Exercise material
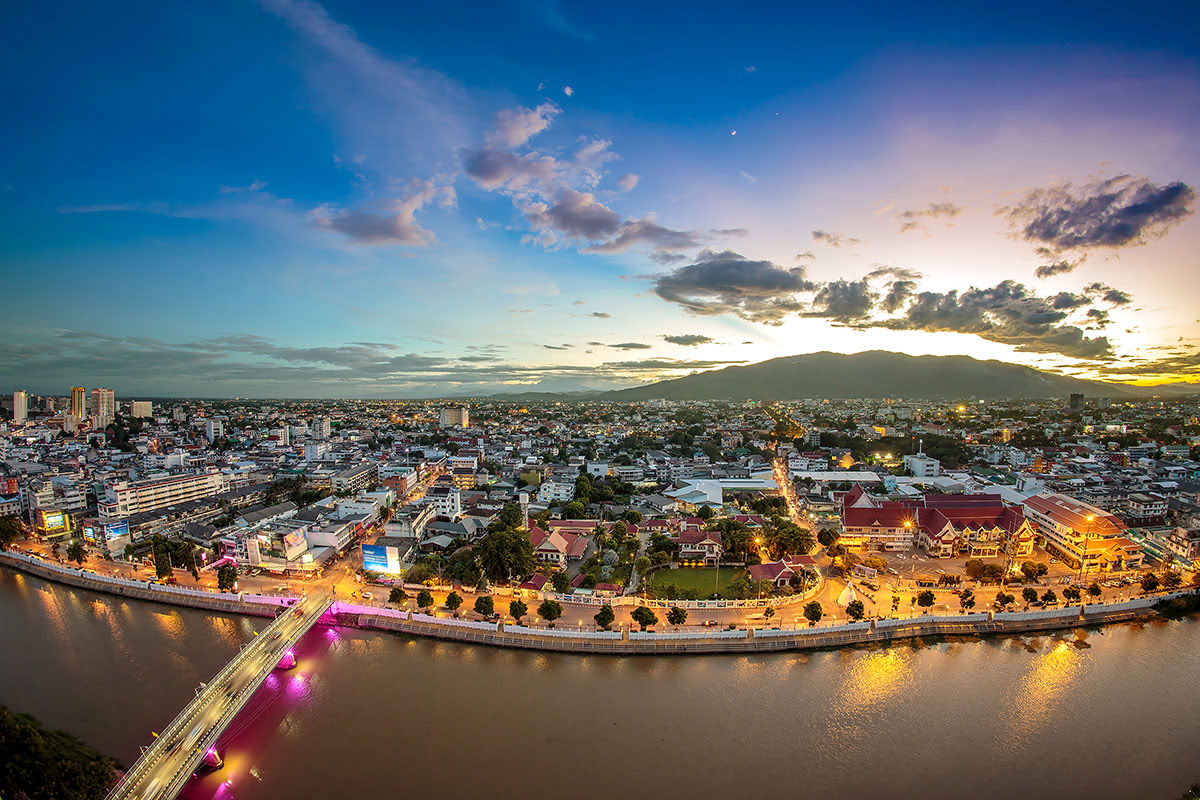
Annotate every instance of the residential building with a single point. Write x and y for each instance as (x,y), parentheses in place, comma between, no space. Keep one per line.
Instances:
...
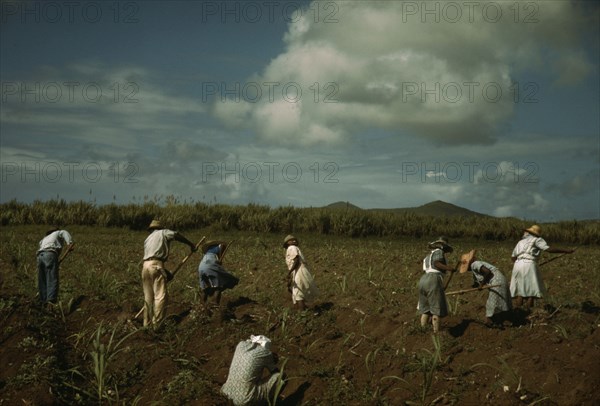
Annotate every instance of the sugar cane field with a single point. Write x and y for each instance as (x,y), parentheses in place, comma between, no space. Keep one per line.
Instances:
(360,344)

Action item
Search the material above for the word "Keep", then copy out each line that has it.

Reply to the exercise
Annotate every instance of the residential building with a single point. Write x and y for each instance as (x,y), parentheses in place, comma between, no space. Keep one per line.
Annotate every instance of the sugar cane field with a single point. Write x and y for each instance as (x,y), parentheses in place, comma between, no space. Keep one per line.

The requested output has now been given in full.